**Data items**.
START

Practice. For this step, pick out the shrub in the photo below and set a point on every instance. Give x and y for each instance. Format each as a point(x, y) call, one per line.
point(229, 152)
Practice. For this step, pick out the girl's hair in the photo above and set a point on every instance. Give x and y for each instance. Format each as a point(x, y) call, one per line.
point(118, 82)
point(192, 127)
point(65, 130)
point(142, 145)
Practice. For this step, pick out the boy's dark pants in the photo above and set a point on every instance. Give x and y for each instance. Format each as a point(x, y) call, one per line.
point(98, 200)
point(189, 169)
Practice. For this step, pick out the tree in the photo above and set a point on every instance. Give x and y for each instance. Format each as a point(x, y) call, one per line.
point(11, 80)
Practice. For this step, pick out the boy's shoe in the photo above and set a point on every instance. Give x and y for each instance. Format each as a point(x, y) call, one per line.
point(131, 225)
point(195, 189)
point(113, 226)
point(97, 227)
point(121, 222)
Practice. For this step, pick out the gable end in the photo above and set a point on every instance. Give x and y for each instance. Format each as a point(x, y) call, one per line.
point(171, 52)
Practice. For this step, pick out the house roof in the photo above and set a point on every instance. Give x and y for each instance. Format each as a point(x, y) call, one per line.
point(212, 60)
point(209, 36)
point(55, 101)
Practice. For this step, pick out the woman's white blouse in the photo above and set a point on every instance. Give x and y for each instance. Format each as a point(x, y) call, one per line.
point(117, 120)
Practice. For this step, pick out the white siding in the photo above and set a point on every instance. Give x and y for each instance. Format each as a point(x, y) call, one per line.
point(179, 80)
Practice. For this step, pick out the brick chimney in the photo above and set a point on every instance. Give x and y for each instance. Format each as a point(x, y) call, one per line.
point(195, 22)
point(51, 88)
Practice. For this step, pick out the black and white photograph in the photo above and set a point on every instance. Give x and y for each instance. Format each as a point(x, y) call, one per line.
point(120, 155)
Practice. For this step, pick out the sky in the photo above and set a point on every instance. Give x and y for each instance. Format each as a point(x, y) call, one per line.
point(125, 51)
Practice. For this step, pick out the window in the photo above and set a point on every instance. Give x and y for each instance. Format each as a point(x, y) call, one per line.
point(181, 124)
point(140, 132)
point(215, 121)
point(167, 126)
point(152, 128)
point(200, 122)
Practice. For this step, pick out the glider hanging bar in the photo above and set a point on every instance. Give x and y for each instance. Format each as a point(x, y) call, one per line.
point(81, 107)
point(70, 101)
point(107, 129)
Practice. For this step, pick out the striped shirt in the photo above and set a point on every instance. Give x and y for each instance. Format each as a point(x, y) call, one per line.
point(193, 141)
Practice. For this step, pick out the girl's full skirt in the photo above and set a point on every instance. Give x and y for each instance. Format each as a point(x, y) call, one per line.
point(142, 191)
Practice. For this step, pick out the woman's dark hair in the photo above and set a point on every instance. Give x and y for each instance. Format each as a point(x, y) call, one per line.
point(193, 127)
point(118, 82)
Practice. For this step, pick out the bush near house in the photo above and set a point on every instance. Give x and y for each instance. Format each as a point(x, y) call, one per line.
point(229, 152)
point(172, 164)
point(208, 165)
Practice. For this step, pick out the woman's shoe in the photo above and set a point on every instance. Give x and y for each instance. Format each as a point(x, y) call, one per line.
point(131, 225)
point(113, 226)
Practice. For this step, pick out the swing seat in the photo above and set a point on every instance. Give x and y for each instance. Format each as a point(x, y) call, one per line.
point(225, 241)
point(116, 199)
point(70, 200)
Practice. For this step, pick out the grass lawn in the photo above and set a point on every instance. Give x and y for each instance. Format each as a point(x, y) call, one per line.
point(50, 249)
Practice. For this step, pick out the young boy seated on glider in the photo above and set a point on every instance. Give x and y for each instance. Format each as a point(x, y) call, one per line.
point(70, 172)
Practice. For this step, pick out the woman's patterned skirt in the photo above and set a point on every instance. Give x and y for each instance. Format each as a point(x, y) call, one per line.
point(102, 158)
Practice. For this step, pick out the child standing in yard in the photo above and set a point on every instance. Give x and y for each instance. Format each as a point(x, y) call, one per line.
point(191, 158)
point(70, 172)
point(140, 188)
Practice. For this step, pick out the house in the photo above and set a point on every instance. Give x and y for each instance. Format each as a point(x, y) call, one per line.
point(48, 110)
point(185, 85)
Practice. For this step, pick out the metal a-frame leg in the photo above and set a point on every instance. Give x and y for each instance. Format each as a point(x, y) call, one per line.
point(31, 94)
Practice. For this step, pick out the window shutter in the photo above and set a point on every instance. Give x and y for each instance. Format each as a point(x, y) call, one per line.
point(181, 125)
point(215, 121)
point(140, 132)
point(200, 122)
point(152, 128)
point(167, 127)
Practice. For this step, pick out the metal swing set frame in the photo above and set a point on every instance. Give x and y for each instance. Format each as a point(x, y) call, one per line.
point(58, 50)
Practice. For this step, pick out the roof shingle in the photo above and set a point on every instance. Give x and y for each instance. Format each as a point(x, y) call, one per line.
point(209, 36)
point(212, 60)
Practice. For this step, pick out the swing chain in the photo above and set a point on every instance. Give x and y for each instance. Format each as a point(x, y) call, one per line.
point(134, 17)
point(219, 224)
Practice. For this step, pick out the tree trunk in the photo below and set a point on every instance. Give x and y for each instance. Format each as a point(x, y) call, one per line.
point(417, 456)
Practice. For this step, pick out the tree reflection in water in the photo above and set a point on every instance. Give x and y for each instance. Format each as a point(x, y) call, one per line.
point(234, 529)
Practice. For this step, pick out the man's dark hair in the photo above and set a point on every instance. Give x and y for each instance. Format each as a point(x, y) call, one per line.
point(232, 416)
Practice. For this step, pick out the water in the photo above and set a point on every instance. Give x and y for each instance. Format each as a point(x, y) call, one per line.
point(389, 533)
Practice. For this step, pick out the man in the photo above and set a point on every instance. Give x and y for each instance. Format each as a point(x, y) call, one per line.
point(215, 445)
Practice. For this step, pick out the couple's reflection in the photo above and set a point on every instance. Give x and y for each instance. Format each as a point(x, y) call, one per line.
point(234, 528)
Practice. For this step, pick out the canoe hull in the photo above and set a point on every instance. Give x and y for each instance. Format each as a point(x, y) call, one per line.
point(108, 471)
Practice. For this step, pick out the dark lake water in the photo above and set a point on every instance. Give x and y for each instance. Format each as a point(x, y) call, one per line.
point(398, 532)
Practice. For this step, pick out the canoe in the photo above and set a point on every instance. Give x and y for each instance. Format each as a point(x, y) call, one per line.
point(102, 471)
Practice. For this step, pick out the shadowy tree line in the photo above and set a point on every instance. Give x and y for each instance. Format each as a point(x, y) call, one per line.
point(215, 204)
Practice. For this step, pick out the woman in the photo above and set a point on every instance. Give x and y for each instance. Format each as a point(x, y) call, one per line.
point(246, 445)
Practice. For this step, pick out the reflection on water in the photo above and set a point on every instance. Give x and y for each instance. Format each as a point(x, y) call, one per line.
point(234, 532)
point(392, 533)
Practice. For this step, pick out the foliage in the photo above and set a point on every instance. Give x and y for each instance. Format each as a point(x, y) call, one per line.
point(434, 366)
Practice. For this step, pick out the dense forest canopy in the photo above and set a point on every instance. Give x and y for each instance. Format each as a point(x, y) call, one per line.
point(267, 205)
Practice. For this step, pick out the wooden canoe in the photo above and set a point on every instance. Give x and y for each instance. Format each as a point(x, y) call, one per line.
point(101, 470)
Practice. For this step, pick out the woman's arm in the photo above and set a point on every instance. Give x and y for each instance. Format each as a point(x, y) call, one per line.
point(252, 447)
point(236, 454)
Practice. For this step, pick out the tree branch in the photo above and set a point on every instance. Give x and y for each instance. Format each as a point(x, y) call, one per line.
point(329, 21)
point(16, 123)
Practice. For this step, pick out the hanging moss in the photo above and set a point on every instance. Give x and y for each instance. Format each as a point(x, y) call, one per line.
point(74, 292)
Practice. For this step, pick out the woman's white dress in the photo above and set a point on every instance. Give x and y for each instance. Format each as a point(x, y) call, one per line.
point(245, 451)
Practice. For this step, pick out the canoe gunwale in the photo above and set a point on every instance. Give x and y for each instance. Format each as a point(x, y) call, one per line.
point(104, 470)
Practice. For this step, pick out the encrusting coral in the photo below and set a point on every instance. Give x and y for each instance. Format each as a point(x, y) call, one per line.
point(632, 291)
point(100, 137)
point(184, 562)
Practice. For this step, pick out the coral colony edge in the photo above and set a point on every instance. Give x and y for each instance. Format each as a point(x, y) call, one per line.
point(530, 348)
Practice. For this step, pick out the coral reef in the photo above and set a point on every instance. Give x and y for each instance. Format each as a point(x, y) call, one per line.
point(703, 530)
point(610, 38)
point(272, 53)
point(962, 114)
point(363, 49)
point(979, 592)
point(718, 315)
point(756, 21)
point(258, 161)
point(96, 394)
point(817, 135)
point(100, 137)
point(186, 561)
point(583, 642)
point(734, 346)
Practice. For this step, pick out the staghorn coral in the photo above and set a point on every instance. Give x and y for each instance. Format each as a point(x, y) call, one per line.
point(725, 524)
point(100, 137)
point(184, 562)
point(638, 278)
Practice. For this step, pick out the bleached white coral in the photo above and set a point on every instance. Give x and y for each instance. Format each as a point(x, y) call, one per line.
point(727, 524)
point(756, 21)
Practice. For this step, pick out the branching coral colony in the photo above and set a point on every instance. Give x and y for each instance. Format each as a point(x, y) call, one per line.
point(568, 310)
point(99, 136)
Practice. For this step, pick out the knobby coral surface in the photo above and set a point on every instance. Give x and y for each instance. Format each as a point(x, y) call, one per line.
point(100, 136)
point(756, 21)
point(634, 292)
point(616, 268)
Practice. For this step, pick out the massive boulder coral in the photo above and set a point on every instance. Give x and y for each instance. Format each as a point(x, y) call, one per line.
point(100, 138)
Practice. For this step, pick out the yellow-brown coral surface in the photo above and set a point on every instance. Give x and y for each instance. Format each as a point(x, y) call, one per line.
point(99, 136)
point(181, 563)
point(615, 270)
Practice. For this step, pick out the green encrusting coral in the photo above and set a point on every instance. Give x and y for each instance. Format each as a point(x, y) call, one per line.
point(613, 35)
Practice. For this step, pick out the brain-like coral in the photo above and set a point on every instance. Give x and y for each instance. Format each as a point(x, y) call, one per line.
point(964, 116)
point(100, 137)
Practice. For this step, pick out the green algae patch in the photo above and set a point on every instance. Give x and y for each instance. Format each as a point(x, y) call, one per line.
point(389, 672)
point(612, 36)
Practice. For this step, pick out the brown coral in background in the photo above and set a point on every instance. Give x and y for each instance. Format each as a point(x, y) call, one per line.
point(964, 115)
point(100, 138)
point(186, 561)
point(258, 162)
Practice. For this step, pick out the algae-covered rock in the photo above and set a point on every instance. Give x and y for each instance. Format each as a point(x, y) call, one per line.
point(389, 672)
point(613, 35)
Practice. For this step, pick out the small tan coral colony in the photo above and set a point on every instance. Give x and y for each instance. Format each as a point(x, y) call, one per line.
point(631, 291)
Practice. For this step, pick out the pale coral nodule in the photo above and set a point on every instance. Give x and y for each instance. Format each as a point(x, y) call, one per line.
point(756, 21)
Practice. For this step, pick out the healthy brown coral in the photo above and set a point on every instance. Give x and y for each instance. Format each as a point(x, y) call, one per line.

END

**INSTRUCTIONS FOR THE TASK**. Render the records as a JSON list of strings, one per line and with blank lines omitted, starting at the line containing "Practice. For this step, pick out the white" and ending after the line containing "point(51, 88)".

**RESPONSE TO THIS TASK**.
[
  "Practice. For this step, pick out the white siding in the photo above and set a point on every instance. Give x and y for each instance. Format each as a point(x, y) call, one per line.",
  "point(179, 80)",
  "Practice. For this step, pick out the brick chimney in the photo above and set a point on every instance. Give x and y for each instance. Format each as a point(x, y) call, one per line.",
  "point(195, 22)",
  "point(51, 88)"
]